(Beginning of Passage shown)

The schematic view of the single-cell data processing module of CUT&RUNTools
The single-cell module of CUT&RUNTools generally includes four main processing steps for single-cell data analysis:
- (i) raw data processing and quality assessment
- (ii) feature-by-cell matrix construction
- (iii) dimensionality reduction and clustering analysis
- (iv) cell-type-specific pseudo-bulk data analysis
The raw data of individual cells are trimmed and then aligned to the reference genome. Peak calling is performed for the data of cell aggregation. A comprehensive QC report and several diagnostic plots are generated to help to evaluate experiment quality. Three options of input features (peak-by-cell, bin-by-cell and customFeature-by-cell) are available for count matrix construction. The cell annotation from the clustering analysis will be generated. The cells from the same cluster are merged into a pseudo-bulk profile and the corresponding genome track files for both individual cells and the pooled signal are automatically generated. The bulk-level analysis including direct binding and TF footprinting analysis provided by the original version of CUT&RUNTools, and several newly developed downstream functional analysis such as Gene Ontology (GO) enrichment and genomic elements annotation analysis, (co-)regulatory TF discovery are also available to facilitate the interpretation of regulatory mechanism for different cell populations.
The main steps in the raw data processing and feature-by-cell matrix construction parts are performed in parallel to make full use of the available computational resource. For each run, only a configuration file specifying the options and parameters is required to be provided for the analysis. Users are able to easily run the entire workflow or an individual single step.

(End of Passage shown)

Task requirements:
A) According to the CUT&RUNTools passage, what must users provide for each run of the analysis?
B) Transcribe the CUT&RUNTools passage from "The main steps" up to and including "individual single step.".

(Beginning of Supplied data)

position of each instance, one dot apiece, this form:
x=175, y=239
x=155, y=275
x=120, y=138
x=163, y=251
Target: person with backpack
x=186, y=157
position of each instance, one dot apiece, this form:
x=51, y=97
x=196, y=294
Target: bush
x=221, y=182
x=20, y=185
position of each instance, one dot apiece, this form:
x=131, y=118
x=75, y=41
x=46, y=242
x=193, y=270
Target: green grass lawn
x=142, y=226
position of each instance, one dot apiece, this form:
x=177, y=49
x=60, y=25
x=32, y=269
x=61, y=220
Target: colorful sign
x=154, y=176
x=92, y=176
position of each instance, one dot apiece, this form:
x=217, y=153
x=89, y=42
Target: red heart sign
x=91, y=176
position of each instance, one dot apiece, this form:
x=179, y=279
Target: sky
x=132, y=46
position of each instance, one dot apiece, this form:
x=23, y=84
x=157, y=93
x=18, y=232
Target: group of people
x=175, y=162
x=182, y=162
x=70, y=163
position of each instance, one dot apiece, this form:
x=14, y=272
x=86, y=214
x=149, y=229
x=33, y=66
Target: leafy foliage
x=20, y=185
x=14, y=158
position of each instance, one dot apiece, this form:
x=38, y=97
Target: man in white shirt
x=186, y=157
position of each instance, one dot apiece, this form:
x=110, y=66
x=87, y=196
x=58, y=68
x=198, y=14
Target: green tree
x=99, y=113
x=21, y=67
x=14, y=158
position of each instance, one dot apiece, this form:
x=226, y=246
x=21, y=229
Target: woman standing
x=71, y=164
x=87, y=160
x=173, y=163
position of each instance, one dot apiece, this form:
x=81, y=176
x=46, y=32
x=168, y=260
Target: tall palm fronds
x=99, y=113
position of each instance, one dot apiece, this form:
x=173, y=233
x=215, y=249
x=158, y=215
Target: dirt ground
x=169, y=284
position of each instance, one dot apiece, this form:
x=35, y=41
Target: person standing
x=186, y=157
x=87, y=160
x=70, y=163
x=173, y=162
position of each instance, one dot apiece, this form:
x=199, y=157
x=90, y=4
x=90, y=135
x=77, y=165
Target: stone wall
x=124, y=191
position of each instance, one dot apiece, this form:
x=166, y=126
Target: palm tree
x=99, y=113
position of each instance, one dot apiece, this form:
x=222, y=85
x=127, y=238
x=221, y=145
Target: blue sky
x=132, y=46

(End of Supplied data)

Answers for the tasks:
A) A configuration file specifying the options and parameters.

B)
The main steps in the raw data processing and feature-by-cell matrix construction parts are performed in parallel to make full use of the available computational resource. For each run, only a configuration file specifying the options and parameters is required to be provided for the analysis. Users are able to easily run the entire workflow or an individual single step.